■ THE PROBLEM
Can you reproduce the acceptance test plan below word for word, from its first line to its last?

■ PAGE EXCERPT
The LQ.AI Atlas LQ.AI's documentation, bound to the code it describes
234 documents
skills/action-items-from-client-alert/test-plan.md

Acceptance Test Plan — Action Items from Client Alert v1.0.0

Skill summary

Extracts time-sensitive action items, deadlines, and obligations from a regulatory bulletin, law firm memo, or client alert into a deadline-organized checklist. Supports applicable_jurisdictions and industry_filter inputs to narrow the extraction to items affecting the user's organization.

Test corpus requirements

Source 5–8 anonymized client alerts / regulatory bulletins covering:

  • At least 1 single-jurisdiction alert with explicit deadlines (e.g., a state-AG enforcement-deadline notice with a specific compliance date).
  • At least 1 multi-jurisdiction alert (e.g., a bulletin covering simultaneous federal and state regulatory changes with overlapping but distinct deadlines).
  • At least 1 alert with implicit deadlines (e.g., "registrants must file before the next annual renewal" — requires inference of when the next annual renewal is).
  • At least 1 alert with no deadlines (informational / advisory in nature) to test the no-deadlines handling.
  • At least 1 alert with notably narrow industry applicability (e.g., specific to financial services, healthcare, or another regulated industry).

■ LISTED RECORDS
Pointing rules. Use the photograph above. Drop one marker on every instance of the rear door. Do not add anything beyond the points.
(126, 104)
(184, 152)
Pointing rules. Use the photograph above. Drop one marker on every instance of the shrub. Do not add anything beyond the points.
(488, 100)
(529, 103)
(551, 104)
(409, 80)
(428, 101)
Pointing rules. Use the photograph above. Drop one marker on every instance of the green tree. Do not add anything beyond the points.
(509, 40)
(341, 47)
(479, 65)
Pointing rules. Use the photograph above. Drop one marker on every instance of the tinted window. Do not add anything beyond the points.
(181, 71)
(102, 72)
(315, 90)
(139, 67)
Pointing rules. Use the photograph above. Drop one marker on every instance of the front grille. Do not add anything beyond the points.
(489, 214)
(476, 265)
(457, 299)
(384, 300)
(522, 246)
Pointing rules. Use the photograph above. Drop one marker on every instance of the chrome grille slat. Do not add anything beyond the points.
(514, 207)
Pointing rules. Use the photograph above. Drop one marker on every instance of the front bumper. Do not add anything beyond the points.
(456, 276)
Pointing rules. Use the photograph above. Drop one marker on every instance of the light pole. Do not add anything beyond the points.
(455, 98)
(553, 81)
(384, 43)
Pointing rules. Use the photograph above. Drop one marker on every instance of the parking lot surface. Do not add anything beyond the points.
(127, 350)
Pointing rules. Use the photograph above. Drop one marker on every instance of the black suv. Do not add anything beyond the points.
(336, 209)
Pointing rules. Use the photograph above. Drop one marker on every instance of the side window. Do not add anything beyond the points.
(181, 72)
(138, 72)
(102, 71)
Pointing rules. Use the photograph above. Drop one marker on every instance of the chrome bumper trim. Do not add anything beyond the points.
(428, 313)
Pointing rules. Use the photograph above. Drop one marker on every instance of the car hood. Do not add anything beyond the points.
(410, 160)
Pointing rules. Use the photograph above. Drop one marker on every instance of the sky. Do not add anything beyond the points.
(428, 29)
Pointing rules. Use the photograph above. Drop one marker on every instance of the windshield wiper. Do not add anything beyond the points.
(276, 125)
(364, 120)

■ THE OUTPUT
The LQ.AI Atlas LQ.AI's documentation, bound to the code it describes
234 documents
skills/action-items-from-client-alert/test-plan.md

Acceptance Test Plan — Action Items from Client Alert v1.0.0

Skill summary

Extracts time-sensitive action items, deadlines, and obligations from a regulatory bulletin, law firm memo, or client alert into a deadline-organized checklist. Supports applicable_jurisdictions and industry_filter inputs to narrow the extraction to items affecting the user's organization.

Test corpus requirements

Source 5–8 anonymized client alerts / regulatory bulletins covering:

  • At least 1 single-jurisdiction alert with explicit deadlines (e.g., a state-AG enforcement-deadline notice with a specific compliance date).
  • At least 1 multi-jurisdiction alert (e.g., a bulletin covering simultaneous federal and state regulatory changes with overlapping but distinct deadlines).
  • At least 1 alert with implicit deadlines (e.g., "registrants must file before the next annual renewal" — requires inference of when the next annual renewal is).
  • At least 1 alert with no deadlines (informational / advisory in nature) to test the no-deadlines handling.
  • At least 1 alert with notably narrow industry applicability (e.g., specific to financial services, healthcare, or another regulated industry).